What is needed - Repeat word for word everything from "More than 250,000" down to "within a year." in the civil rights history excerpt below.

Page excerpt -
The March on Washington
The month of August within African-American history took on worldwide significance in 1963 at the March on Washington. The event is most famous for the “I Have A Dream” speech by Dr. Martin Luther King Jr. delivered from the steps of the Lincoln Memorial.
More than 250,000 people gathered from across the nation—and millions more on television—to hear Black people address the inconsistency of legalized segregation in the face of the promises and guarantees of the United States Constitution specific to “life, liberty and the pursuit of happiness.”
The March on Washington had great impetus and created momentum for the 1964 Civil Rights Act and the 1965 Voting Rights Act. The crowd was there to present a list of demands, among them a $2-an-hour federal minimum wage, desegregation of all school districts, and an enforcement of the 14th Amendment that reduces “congressional representation of states where citizens are disenfranchised.” The principal demand of the marchers was “comprehensive and effective civil rights legislation” which came about within a year.
The Watts Riots
Two years later in the Watts neighborhood of South Los Angeles, any sense of Black social improvement and a concurrent push toward racial harmony was severely tested in August. The Watts Riots would become one of the most deadly and destructive urban uprisings in the nation’s history. After six days, 34 persons were dead, more than 1,000 persons injured, and property damage was in excess of $40 million.

Material provided -
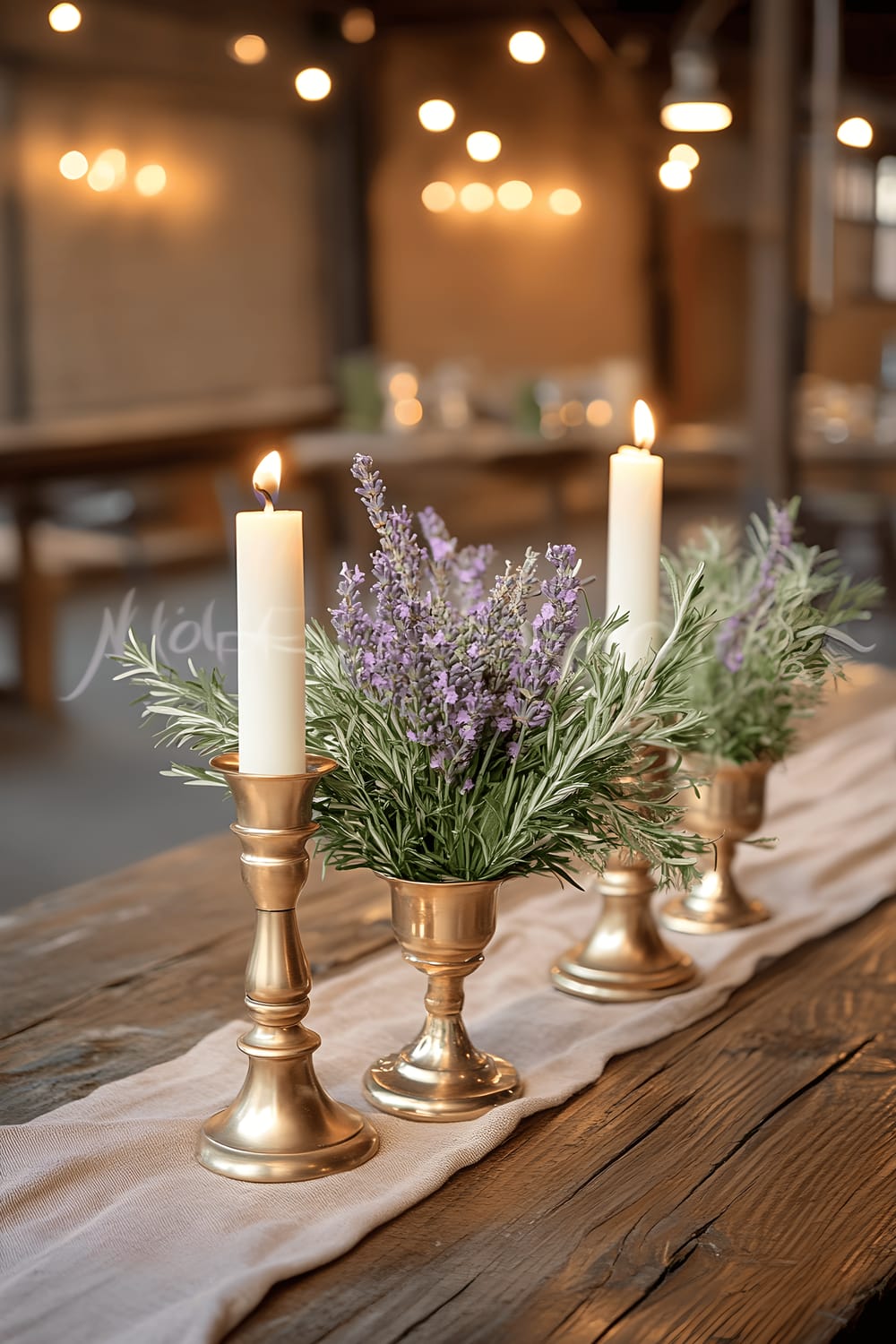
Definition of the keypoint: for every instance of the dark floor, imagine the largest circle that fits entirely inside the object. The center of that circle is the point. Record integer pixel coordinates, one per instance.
(83, 796)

Result below -
More than 250,000 people gathered from across the nation—and millions more on television—to hear Black people address the inconsistency of legalized segregation in the face of the promises and guarantees of the United States Constitution specific to “life, liberty and the pursuit of happiness.”
The March on Washington had great impetus and created momentum for the 1964 Civil Rights Act and the 1965 Voting Rights Act. The crowd was there to present a list of demands, among them a $2-an-hour federal minimum wage, desegregation of all school districts, and an enforcement of the 14th Amendment that reduces “congressional representation of states where citizens are disenfranchised.” The principal demand of the marchers was “comprehensive and effective civil rights legislation” which came about within a year.